Monday, Nov. 13, 1944
Stern Gangsters
Palestine's new High Commissioner, Field Marshal Lord Gort, drove ceremonially through Jerusalem's tortuous, tipped-up streets. Crowds shouted (in Hebrew) "Shalom"; (in Arabic) "Salaam." Both words meant peace. But the words were only words: the Holy Land was tense again with trouble. Jews and Arabs had given up open fighting for the duration. But through the Palestine censorship, tightest in the Middle East, trickled tales of Jewish terrorism against the British.
Gangs of Jewish gunmen, often disguised in British battle dress, blew up police stations, shot at policemen, had even tried (unsuccessfully) to assassinate Lord Gort's predecessor, High Commissioner Sir Harold MacMichael. The Arabs looked on with the aloofness of camels.

(Dataset entries)

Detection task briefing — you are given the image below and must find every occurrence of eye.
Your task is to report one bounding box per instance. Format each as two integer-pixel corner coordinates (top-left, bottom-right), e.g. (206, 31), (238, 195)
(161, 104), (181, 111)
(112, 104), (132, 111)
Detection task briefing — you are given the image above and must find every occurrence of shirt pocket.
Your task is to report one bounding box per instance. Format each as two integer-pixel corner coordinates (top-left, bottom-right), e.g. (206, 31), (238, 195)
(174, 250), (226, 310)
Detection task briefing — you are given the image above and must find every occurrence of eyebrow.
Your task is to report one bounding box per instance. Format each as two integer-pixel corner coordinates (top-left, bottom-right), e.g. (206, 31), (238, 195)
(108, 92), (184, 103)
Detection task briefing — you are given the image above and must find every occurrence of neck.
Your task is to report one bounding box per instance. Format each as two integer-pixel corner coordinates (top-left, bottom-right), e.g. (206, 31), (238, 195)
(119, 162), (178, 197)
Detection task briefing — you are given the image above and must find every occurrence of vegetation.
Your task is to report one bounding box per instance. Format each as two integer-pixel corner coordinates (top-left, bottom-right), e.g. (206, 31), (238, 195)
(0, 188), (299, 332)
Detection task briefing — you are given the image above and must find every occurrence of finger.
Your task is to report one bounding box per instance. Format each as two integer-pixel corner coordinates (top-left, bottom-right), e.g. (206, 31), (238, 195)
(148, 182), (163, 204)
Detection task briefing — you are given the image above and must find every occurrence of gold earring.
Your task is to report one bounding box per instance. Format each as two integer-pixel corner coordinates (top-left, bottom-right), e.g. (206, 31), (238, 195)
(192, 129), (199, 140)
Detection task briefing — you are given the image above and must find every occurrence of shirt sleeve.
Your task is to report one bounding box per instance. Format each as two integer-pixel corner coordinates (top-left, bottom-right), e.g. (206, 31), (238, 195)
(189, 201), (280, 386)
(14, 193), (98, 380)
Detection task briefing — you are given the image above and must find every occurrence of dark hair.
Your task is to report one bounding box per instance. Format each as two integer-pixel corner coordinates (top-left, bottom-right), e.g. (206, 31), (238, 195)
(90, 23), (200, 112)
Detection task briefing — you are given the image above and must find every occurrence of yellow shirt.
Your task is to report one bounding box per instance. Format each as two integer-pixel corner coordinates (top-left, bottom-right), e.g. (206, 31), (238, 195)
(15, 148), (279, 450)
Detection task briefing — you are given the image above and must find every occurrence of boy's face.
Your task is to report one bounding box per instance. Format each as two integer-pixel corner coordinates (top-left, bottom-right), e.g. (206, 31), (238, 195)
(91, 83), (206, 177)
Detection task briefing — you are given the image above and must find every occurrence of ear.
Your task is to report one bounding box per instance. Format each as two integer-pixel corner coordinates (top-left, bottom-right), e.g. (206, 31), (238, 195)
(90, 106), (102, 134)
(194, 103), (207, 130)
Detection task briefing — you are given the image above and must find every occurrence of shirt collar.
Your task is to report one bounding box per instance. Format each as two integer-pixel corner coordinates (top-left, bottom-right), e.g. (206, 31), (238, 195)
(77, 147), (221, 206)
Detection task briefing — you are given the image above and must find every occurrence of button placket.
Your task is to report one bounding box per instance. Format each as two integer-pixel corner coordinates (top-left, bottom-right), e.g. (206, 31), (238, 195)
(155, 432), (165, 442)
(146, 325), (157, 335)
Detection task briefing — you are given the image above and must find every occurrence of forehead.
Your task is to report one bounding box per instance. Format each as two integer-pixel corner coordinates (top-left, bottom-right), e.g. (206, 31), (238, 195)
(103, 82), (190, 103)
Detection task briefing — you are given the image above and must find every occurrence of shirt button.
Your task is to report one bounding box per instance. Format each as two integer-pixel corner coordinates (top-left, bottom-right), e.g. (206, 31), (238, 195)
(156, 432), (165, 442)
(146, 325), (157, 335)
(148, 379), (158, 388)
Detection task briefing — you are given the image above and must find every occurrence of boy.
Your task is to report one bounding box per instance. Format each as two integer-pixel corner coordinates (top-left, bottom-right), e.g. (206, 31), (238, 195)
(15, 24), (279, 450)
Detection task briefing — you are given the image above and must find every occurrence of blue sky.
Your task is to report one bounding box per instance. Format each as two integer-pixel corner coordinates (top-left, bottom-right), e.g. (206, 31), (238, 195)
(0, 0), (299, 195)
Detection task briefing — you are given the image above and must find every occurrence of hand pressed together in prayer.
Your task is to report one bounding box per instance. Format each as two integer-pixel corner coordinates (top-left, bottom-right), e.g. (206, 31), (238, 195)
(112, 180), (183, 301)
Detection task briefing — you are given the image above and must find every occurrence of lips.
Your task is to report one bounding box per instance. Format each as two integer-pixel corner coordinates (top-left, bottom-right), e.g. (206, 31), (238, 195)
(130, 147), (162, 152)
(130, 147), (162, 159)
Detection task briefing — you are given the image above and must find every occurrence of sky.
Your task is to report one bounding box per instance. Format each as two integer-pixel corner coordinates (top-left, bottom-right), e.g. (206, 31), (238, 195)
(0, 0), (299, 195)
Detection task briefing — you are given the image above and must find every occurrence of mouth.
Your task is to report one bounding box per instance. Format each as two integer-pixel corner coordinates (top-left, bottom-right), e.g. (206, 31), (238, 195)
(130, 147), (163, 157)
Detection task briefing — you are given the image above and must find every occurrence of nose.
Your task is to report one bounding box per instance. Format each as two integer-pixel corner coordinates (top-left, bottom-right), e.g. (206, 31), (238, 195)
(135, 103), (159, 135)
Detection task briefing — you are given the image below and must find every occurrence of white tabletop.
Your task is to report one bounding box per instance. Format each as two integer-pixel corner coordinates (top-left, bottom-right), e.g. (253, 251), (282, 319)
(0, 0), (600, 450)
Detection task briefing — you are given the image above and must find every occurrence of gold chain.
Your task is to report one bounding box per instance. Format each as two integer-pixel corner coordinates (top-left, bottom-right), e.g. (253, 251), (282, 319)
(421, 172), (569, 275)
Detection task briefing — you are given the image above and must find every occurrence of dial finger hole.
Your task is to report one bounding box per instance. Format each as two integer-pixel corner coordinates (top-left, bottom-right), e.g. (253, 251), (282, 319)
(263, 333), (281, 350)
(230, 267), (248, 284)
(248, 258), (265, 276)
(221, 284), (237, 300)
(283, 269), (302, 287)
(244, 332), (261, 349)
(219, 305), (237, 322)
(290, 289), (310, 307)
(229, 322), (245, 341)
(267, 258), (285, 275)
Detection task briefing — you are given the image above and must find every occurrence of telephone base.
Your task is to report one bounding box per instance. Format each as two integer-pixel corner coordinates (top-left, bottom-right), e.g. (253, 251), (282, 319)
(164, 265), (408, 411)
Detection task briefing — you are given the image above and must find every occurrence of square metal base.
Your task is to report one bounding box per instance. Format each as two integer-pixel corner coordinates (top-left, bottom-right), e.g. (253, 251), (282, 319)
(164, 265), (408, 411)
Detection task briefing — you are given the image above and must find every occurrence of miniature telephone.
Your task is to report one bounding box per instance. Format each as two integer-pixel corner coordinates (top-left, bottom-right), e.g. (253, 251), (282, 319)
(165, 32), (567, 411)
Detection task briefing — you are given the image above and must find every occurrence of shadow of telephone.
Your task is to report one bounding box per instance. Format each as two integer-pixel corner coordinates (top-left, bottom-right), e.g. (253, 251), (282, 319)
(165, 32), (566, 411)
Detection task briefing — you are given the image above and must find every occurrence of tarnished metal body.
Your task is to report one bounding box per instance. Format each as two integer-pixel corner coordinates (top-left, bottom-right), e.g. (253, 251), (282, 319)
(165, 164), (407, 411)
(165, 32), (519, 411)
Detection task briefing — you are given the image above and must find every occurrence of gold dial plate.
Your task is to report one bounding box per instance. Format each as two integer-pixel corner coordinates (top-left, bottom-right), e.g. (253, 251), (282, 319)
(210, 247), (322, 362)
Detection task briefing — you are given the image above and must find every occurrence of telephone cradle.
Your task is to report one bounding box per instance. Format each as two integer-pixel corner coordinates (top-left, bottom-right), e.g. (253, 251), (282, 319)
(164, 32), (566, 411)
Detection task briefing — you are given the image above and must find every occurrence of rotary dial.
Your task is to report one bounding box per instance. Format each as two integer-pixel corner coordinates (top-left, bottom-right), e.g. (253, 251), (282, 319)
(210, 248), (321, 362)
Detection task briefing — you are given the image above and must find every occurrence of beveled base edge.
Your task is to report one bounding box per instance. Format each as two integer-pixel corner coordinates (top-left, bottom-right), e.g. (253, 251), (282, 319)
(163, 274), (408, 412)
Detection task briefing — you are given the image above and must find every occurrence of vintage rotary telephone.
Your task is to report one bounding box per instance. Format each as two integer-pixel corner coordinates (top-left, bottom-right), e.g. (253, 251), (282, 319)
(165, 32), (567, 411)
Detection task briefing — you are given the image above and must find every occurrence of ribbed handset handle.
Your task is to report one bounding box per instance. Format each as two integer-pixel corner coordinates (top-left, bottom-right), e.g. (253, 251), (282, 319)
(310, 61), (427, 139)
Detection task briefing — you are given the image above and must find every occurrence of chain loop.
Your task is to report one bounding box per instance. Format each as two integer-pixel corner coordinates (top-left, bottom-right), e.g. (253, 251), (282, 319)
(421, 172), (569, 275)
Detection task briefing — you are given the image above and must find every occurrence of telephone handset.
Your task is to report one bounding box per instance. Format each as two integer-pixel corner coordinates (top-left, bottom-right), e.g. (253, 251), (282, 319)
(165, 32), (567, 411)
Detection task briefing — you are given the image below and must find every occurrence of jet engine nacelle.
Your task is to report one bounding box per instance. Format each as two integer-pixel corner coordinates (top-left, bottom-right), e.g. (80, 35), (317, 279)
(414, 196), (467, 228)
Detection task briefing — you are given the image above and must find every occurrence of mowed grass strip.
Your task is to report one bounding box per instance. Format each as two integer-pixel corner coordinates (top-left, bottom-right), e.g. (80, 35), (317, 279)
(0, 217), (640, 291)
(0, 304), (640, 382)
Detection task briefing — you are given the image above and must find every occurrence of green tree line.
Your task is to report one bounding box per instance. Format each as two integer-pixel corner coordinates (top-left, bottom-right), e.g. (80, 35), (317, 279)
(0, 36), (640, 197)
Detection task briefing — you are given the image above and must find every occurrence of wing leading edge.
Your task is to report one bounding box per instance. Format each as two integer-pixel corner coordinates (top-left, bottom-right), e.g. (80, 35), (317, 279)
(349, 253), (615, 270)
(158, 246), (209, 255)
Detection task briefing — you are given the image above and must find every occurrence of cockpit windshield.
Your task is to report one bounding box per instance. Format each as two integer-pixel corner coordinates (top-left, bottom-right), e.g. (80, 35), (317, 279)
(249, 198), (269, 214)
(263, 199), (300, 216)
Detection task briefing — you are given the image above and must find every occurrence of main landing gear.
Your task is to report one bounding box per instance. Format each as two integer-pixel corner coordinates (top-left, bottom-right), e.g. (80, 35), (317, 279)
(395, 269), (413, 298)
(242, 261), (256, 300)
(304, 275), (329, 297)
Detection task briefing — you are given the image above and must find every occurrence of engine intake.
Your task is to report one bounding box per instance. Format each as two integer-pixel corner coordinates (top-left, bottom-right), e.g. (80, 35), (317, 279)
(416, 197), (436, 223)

▶ REQUIRED ACTION: In the article on Palestine, whom did the Jewish gunmen unsuccessfully try to assassinate? You can set the records aside, since they are not needed.

▶ RESPONSE TO THIS TASK: They tried to assassinate Sir Harold MacMichael, Lord Gort's predecessor as High Commissioner.